Records from a point-labeling set
● ● ● ● ● ● ●
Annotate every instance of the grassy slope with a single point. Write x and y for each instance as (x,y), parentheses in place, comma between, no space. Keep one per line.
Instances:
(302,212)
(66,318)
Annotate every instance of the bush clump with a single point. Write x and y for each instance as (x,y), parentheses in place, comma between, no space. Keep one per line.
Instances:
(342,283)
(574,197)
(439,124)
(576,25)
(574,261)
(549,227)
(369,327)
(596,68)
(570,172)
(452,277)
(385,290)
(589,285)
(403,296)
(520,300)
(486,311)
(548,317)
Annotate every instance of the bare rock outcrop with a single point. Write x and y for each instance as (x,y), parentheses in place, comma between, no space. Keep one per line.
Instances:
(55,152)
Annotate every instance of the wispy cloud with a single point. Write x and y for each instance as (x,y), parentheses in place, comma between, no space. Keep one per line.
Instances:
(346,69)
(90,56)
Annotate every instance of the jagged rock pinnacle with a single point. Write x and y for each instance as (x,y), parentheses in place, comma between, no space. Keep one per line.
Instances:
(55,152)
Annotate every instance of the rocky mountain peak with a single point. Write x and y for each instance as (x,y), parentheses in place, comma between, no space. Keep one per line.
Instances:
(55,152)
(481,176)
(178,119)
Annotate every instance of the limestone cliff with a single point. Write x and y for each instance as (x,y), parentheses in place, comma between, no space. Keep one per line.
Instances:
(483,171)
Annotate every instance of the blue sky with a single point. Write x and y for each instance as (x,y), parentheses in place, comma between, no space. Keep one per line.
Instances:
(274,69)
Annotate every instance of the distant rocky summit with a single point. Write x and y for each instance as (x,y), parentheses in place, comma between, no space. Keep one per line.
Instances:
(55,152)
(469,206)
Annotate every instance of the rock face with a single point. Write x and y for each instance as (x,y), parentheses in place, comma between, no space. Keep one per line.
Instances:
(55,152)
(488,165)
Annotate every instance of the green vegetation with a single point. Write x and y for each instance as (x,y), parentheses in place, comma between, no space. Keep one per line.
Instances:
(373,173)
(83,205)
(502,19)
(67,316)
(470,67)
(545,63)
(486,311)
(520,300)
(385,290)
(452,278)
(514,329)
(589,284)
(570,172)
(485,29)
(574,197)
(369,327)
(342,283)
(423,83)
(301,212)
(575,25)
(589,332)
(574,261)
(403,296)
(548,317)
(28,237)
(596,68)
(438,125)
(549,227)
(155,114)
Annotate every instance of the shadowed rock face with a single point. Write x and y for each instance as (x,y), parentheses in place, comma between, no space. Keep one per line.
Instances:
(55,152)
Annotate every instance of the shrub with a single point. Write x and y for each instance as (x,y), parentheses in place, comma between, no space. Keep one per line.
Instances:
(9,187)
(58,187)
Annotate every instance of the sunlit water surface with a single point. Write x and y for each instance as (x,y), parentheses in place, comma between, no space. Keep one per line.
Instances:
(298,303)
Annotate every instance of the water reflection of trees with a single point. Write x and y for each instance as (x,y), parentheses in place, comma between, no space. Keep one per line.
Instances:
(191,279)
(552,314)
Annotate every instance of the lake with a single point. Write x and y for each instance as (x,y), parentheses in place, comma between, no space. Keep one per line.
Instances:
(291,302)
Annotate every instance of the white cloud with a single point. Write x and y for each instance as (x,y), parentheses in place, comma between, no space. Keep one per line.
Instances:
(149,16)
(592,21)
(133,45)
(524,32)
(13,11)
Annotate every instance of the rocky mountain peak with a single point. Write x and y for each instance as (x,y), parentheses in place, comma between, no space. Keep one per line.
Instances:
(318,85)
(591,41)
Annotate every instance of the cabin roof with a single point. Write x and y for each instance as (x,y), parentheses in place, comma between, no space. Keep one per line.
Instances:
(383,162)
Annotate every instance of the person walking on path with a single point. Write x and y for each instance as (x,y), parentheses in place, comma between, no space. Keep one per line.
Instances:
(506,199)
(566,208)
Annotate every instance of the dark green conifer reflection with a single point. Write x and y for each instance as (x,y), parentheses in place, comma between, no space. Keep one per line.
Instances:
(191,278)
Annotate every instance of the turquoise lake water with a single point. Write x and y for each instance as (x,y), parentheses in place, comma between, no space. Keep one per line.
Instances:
● ● ● ● ● ● ●
- _OBJECTIVE_
Can you repeat all of the items above word for word?

- _THE COMPLETED TASK_
Annotate every instance of the grassy slope with a single point. Write x and y for each instance as (x,y), parentheses in place, comma between, no space. Keep one per line.
Instances:
(302,212)
(66,318)
Annotate every instance of the bush clump with a single point. Write x and y for each instance as (x,y), parentheses in place, comma between, no space. Keep one per line.
Instances:
(342,283)
(574,197)
(439,124)
(576,25)
(574,261)
(549,227)
(369,327)
(596,68)
(570,172)
(452,277)
(385,290)
(589,285)
(403,296)
(520,300)
(486,311)
(548,317)
Annotate every instance of the bare rock outcrop with a single point. Write x and y for each instance as (x,y), parentheses in place, comma between, no space. Keep one per line.
Instances:
(55,152)
Annotate every instance of the wispy cloud with a single point. Write x and y for each instance as (x,y), parentheses in place, comma between, no space. Keep one per line.
Instances:
(346,69)
(90,56)
Annotate every instance of the jagged rock pinnacle with a single point. Write x and y for each instance as (x,y), parentheses in place, comma between, no space. Keep one per line.
Instances:
(55,152)
Annotate every instance of the rocky mountain peak with a single point. Write x and y for each instance as (x,y), parentheses in place, comma between, no space. Keep one per line.
Instances:
(55,152)
(481,176)
(178,119)
Annotate every instance of the limestone cliff with a single point. Write x and y for each instance as (x,y), parentheses in place, comma between, no space. Keep one per line.
Instances:
(483,171)
Annotate every instance of the blue sky with a single point. Write x and y for each instance as (x,y), parentheses in place, comma between, no space. Keep one per line.
Instances:
(274,69)
Annotate every instance of the distant rocky summit with a single point. Write x and y for each instance as (x,y), parentheses in place, comma between, no space. Keep one per line.
Instances:
(55,152)
(469,206)
Annotate every instance of the rock face with a single point. Write x and y for each instance as (x,y), parentheses in place, comma between, no space. Keep one per line.
Instances:
(55,152)
(488,165)
Annotate every instance of the green vegetation with a single point. Write x and y for each instance as (x,y), parentheses in place, comma between, no space. Keep one per line.
Instances:
(373,173)
(83,205)
(502,19)
(67,316)
(470,67)
(545,63)
(486,311)
(520,300)
(385,290)
(452,278)
(514,329)
(589,284)
(570,172)
(485,29)
(574,197)
(369,327)
(342,283)
(423,83)
(301,212)
(575,25)
(589,332)
(574,261)
(403,296)
(548,317)
(28,237)
(596,68)
(438,125)
(549,227)
(155,114)
Annotate every instance of the shadowed rock face with a single point. Write x and y for each instance as (x,y), parentheses in place, comma between, no space. Keep one per line.
Instances:
(55,152)
Annotate every instance of the shrub with a single point. Write x and y for each instance as (x,y), parentheses in place, comma between, no space. Keep one per line.
Instances:
(9,187)
(58,187)
Annotate every instance of the sunlit water surface with a single point. Write x and y for each instance as (x,y), parentheses in place, comma between, no space. Keep one per line.
Instances:
(298,303)
Annotate every instance of the water reflection of trees with a single point. Write x and y for each instance as (x,y), parentheses in place, comma between, no space. Keep one per line.
Instances:
(191,279)
(552,314)
Annotate every instance of the lake with a single point. Write x and y for each instance as (x,y), parentheses in place, comma between, no space. Keep one per line.
Instances:
(291,302)
Annotate every instance of the white cloud with a single point. Write x and y for each instance as (x,y), parentheses in place, comma between, no space. Keep one per line.
Instances:
(149,16)
(592,21)
(133,45)
(524,32)
(13,11)
Annotate every instance of the rocky mountain peak with a single point. Write x and y for each instance as (x,y), parentheses in place, comma between, no space. Keep one per line.
Instances:
(318,85)
(591,41)
Annotate every instance of the cabin roof with a single point. Write x and y for each instance as (x,y), parentheses in place, comma between, no space. Keep one per line.
Instances:
(383,162)
Annotate every instance of the person walking on path with a single point. Write x and y for each instance as (x,y), parentheses in place, comma between, no space. Keep one per line.
Instances:
(506,199)
(566,208)
Annotate every instance of the dark green conifer reflection with a single point. Write x and y for each instance as (x,y), parentheses in place, comma between, no space. Keep one per line.
Instances:
(191,278)
Annotate every instance of the turquoise lake water with a single point. Write x and y for each instance as (x,y), parentheses in place, comma between, no space. Keep one per line.
Instances:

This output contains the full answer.